▶ **WORK TO DO**
Rewrite every row below, changing each "Quickstart" to "Overview" and leaving everything else unchanged. Omit the pictures.

▶ **MATERIAL PROVIDED**
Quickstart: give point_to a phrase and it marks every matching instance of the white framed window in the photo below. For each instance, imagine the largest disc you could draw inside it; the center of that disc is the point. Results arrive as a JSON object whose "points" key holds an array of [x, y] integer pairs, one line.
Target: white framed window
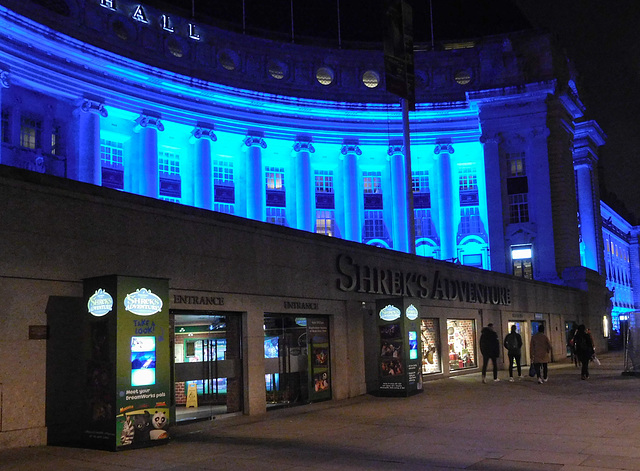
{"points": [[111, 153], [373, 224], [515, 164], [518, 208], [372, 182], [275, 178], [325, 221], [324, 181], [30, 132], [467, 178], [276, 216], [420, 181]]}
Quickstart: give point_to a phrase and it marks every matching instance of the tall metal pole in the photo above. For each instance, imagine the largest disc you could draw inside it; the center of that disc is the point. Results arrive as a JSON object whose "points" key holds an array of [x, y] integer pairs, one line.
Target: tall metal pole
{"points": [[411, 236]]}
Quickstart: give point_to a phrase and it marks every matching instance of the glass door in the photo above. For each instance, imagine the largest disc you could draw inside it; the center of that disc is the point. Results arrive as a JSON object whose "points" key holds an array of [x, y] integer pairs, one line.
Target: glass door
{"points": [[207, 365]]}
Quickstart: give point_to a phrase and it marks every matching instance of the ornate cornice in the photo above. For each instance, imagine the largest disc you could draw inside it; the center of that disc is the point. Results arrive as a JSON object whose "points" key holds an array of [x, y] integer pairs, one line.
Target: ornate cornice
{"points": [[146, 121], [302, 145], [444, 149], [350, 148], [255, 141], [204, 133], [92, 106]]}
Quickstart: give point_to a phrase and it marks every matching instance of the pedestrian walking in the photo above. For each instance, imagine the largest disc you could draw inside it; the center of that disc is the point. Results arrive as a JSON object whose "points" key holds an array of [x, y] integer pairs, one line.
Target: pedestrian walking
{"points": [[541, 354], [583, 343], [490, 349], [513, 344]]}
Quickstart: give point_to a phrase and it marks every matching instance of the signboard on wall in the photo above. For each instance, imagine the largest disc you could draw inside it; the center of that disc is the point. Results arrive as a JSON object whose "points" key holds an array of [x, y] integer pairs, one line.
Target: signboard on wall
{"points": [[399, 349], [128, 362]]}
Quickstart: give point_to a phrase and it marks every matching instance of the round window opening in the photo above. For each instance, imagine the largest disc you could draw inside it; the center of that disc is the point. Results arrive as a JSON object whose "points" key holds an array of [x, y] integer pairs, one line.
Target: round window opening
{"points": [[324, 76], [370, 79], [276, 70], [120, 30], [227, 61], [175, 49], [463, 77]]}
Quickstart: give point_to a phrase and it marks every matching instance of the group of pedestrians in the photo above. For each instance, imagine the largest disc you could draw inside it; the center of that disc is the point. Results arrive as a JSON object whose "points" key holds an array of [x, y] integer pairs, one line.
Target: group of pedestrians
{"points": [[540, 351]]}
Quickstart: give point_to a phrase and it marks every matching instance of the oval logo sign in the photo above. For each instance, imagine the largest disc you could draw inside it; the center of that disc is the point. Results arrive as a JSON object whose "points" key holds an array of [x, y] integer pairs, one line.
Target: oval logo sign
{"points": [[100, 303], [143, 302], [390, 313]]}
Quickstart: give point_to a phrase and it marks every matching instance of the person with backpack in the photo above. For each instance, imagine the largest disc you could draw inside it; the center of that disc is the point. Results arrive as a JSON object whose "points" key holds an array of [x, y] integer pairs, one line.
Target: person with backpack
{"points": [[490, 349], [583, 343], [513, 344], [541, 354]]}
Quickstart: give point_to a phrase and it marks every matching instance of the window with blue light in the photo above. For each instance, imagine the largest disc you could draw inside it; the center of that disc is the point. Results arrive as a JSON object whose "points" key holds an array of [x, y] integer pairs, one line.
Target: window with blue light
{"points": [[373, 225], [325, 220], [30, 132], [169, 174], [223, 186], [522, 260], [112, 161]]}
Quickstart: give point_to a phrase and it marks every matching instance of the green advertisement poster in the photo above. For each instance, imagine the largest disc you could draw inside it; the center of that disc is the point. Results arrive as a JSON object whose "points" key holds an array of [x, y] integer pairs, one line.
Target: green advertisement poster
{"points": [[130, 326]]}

▶ **THE REPLY**
Overview: give point_to a phrase and it marks every matching instance of the white framed window in the photo below. For each instance, imagine the largest disc you could draw inside it; the center of that disc is the point. Results arrive as a JSON object whose "points" key holds an array of [x, y] integer pairs, one line.
Target: white framed window
{"points": [[111, 153], [373, 224], [515, 164], [518, 208], [372, 182], [275, 178], [325, 221], [324, 181], [30, 132], [467, 178], [276, 216], [420, 181]]}
Overview: give point_to a phrase and it marks every matching instance of the tall metal pole in the photo above. For each instance, imagine the largest disc you could draw inside it; the center of that disc is the point. Results arrive as a JSON object whose "points" key holds an array of [x, y] integer pairs, one line.
Target: tall metal pole
{"points": [[411, 236]]}
Overview: give point_to a phrase and it marks every matching instance of the glass door in the photo above. For each instance, imagine the largest disc you could draw inside it; the center of that disc is the point. Results arrive as a JSON object whose "points" key holds an array of [x, y] integer pairs, one line.
Target: glass door
{"points": [[207, 365]]}
Overview: give point_to a phrase and it marks every matching instance of the ornate cornice in the photo above. For each instance, imagine the largest disc you could draw inside it; the center of that disc is the point. Results arrive as a JSON object whose "points" key holds an array of [x, y] integer pairs, one line.
Target: ornate cornice
{"points": [[146, 121], [302, 145], [444, 149], [350, 148], [255, 141], [204, 133], [92, 106]]}
Overview: give point_to a phrase and it marks every matching instance of the pedestrian walking in the photo above. For each instance, imagine the largest disc you could draw inside it; the center of that disc is the point. Results arrive as a JSON object whose "points" key holds an array of [x, y] integer pairs, one line.
Target: pedestrian walking
{"points": [[541, 354], [583, 343], [490, 349], [513, 344]]}
Overview: give point_to a phrase and it marks every matching instance of the signboard on wall in the photo above. For each instance, imagine the largest disc you could draw inside it; the center of that disc is the point. Results arrive as a JSON object whose "points" key holds an array of [x, y] integer pairs, one line.
Target: signboard on wall
{"points": [[399, 349], [128, 362]]}
Overview: give point_to a phrase and it marks every matching instance of the round window opening in the photo above. For each instance, imagine the largest disc you could draw inside it; the center of that disc is the point. Results arrive as a JSON object whose "points" key holds an array of [x, y] integer pairs, one line.
Target: round window opening
{"points": [[324, 76], [370, 79], [276, 70], [120, 30], [227, 61], [175, 49], [463, 77]]}
Overview: give point_to a phrase and it marks every matching instance of the group of pedestrians in the photo above. For each instance, imagine the largest disc you could draw inside it; the center of that disc is the point. Results arrive as a JSON object whose "points" key holds an array of [x, y] integer pairs, one line.
Target: group of pedestrians
{"points": [[540, 351]]}
Overview: give point_to a phrase and it marks every matching instance of the oval logo sign in the photo above. For each instance, imagine the largest disc you could draw inside it; the center of that disc is the point. Results arrive as a JSON object whose "points" key holds an array of [x, y] integer pairs, one line.
Target: oval logo sign
{"points": [[100, 303], [143, 302], [390, 313]]}
Overview: give point_to a phrase and it marks every matching instance of the person with backpack in the photo above. For each instance, imagine the largest disc you could draw inside it; the center of that disc is the point. Results arrive as a JSON object whose "points" key holds an array of [x, y] integer pairs, one line.
Target: person with backpack
{"points": [[490, 349], [583, 343], [513, 344], [541, 354]]}
Overview: give point_to a phrase and it marks every matching instance of the window with blue light in the photo above. For each instance, imagine the largest disc you could draw inside it; the center of that disc is the point. Results arrive as a JSON object whose "points" key holds an array of [x, y] integer pairs, one line.
Target: window with blue light
{"points": [[373, 225], [325, 220], [30, 132], [169, 174], [223, 186], [522, 260], [112, 161]]}
Overview: give point_to a phrase and it marks every matching instance of the green advertisement poster in the photo above. For each instance, imagine the largest disc you could draw inside it; the center of that disc is the point. Results arrive as a JSON object whose "points" key holds an array of [x, y] integer pairs, one line.
Target: green advertisement poster
{"points": [[130, 326]]}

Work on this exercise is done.